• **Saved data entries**
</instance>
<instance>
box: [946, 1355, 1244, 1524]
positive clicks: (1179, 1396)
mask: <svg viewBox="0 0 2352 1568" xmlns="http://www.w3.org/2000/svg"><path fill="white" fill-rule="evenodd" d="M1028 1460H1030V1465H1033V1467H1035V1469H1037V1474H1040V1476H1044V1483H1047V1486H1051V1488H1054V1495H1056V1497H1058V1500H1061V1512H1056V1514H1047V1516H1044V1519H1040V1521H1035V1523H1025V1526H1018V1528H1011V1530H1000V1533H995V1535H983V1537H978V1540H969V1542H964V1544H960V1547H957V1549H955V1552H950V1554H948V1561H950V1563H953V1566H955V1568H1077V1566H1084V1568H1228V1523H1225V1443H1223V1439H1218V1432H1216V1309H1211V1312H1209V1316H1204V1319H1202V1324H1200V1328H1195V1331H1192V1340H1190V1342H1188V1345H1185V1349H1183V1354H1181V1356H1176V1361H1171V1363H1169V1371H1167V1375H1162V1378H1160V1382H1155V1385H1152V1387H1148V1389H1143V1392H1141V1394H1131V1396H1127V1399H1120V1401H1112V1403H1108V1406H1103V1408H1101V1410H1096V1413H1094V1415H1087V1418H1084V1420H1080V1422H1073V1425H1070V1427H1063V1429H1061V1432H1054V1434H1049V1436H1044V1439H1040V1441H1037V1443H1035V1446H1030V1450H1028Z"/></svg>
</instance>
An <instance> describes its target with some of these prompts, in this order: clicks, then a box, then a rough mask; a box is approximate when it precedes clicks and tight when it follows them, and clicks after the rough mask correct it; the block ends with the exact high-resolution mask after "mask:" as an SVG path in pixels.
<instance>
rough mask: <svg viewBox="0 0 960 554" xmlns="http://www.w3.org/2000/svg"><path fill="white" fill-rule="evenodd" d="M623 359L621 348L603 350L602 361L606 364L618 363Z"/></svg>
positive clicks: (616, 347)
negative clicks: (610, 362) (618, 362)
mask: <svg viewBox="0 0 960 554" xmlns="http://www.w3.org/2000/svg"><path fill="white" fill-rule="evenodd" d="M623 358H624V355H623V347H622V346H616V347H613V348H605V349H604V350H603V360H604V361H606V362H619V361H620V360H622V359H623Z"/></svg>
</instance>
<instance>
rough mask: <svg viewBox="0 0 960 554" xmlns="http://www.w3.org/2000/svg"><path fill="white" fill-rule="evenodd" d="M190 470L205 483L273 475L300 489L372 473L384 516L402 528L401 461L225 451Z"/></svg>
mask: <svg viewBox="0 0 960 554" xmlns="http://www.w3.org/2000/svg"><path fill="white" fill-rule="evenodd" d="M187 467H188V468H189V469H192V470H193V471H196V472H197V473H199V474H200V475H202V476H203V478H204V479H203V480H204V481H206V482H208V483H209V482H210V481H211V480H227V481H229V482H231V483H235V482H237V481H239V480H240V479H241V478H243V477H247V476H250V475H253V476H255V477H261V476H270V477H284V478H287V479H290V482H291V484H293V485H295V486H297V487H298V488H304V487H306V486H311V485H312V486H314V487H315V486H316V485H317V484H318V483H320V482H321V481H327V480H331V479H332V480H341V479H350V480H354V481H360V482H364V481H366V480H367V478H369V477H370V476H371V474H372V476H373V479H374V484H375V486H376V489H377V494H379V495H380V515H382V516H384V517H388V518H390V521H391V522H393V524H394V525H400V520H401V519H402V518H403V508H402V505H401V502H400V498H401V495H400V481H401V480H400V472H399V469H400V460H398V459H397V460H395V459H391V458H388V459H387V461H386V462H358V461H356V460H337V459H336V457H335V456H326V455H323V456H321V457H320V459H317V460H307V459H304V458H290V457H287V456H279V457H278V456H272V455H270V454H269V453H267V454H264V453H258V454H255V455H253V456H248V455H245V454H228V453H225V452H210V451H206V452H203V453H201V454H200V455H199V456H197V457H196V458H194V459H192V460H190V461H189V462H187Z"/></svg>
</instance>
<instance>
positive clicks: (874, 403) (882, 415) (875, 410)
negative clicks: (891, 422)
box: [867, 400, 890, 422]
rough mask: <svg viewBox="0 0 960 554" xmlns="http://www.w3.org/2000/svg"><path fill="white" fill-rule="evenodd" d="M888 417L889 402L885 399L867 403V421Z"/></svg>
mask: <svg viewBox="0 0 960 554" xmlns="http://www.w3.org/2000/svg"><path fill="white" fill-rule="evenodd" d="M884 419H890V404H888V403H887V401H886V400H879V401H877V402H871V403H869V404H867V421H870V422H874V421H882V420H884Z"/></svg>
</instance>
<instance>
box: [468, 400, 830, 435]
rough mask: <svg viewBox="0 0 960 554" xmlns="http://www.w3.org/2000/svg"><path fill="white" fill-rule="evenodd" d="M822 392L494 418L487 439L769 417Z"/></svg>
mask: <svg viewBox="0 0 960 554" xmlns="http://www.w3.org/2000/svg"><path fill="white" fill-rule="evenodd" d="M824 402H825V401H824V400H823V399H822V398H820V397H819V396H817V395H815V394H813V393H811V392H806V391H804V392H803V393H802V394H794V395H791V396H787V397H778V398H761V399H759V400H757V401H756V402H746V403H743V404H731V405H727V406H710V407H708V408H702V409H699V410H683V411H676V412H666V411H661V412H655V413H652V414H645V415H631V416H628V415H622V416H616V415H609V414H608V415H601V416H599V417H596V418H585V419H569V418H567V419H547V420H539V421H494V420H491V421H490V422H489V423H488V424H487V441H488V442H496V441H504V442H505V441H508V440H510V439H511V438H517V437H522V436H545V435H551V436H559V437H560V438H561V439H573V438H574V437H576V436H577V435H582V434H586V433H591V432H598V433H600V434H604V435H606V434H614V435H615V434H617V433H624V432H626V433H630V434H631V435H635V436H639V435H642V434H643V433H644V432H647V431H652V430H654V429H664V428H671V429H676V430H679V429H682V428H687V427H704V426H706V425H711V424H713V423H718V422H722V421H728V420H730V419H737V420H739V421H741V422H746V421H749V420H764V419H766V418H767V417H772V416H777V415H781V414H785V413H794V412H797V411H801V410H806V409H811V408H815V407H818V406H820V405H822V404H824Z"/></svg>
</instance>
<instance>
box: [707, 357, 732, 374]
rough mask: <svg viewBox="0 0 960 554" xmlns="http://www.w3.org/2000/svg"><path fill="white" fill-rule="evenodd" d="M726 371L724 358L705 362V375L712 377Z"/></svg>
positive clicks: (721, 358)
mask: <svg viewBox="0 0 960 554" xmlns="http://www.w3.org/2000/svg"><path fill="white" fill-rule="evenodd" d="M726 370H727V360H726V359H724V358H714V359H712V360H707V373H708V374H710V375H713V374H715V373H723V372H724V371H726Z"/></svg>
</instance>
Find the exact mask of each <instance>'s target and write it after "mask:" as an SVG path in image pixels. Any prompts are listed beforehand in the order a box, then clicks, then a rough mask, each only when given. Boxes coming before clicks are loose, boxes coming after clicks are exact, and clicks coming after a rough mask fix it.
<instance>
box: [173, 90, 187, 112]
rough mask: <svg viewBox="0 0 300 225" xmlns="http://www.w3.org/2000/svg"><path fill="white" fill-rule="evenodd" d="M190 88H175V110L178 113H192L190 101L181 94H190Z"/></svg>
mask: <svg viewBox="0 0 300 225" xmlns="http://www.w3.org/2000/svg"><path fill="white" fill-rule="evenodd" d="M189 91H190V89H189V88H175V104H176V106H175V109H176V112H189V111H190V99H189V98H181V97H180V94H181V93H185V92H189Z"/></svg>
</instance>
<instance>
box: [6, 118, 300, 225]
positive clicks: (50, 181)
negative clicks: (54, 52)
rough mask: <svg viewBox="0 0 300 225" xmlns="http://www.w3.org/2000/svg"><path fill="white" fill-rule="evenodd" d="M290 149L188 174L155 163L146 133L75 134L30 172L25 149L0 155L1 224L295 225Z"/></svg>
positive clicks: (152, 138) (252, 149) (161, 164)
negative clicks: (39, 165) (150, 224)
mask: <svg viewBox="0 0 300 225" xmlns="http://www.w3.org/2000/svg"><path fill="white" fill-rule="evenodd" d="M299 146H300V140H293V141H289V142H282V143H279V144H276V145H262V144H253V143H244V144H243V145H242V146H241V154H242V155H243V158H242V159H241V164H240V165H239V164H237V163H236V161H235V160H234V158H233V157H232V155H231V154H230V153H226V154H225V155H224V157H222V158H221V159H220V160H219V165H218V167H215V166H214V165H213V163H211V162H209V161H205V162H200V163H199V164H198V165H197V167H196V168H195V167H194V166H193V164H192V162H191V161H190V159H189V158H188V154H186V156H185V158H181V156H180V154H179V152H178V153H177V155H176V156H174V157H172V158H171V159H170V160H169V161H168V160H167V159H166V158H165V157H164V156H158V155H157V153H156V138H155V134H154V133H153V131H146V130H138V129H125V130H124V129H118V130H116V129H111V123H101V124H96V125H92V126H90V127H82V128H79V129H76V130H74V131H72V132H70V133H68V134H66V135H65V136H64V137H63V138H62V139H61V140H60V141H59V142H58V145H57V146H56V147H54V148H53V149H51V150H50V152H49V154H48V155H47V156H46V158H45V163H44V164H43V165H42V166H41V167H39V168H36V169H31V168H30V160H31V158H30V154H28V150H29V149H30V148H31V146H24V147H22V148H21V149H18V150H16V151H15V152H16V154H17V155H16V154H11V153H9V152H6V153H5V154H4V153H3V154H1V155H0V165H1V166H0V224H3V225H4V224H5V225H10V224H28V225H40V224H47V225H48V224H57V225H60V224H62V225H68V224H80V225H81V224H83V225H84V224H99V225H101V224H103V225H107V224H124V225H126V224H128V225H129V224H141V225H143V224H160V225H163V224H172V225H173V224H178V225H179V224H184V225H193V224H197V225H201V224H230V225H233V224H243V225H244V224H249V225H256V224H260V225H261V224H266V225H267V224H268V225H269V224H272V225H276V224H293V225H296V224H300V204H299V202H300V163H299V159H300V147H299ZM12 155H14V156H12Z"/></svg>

• **ABOUT THIS TASK**
Output the lines of the records above exactly as they appear, from the line containing "positive clicks: (1179, 1396)" through the line containing "positive clicks: (616, 347)".

• **WRITTEN RESPONSE**
positive clicks: (1179, 1396)
mask: <svg viewBox="0 0 2352 1568" xmlns="http://www.w3.org/2000/svg"><path fill="white" fill-rule="evenodd" d="M1028 1460H1030V1465H1033V1467H1035V1469H1037V1474H1040V1476H1044V1483H1047V1486H1051V1488H1054V1495H1056V1497H1058V1500H1061V1512H1056V1514H1047V1516H1044V1519H1040V1521H1035V1523H1025V1526H1018V1528H1011V1530H1000V1533H995V1535H983V1537H978V1540H969V1542H964V1544H960V1547H957V1549H955V1552H950V1554H948V1561H950V1563H953V1566H955V1568H1077V1566H1084V1568H1228V1523H1225V1443H1223V1439H1218V1432H1216V1309H1211V1312H1209V1316H1204V1319H1202V1324H1200V1328H1195V1331H1192V1340H1190V1342H1188V1345H1185V1349H1183V1354H1181V1356H1176V1361H1171V1363H1169V1371H1167V1375H1162V1378H1160V1382H1155V1385H1152V1387H1148V1389H1143V1392H1141V1394H1131V1396H1127V1399H1120V1401H1112V1403H1108V1406H1103V1408H1101V1410H1096V1413H1094V1415H1087V1418H1084V1420H1080V1422H1073V1425H1070V1427H1063V1429H1061V1432H1054V1434H1049V1436H1044V1439H1040V1441H1037V1443H1035V1446H1030V1450H1028Z"/></svg>
</instance>
An <instance> describes its target with some of these prompts, in this order: clicks, then a box, then a rough mask; a box is approximate when it precedes clicks and tight when it follows them, and clicks after the rough mask correct it; the block ends with the exact high-resolution mask after "mask:" as an SVG path in pixels.
<instance>
rough mask: <svg viewBox="0 0 960 554" xmlns="http://www.w3.org/2000/svg"><path fill="white" fill-rule="evenodd" d="M623 359L621 348L603 350L602 361L606 364L618 363Z"/></svg>
positive clicks: (616, 347)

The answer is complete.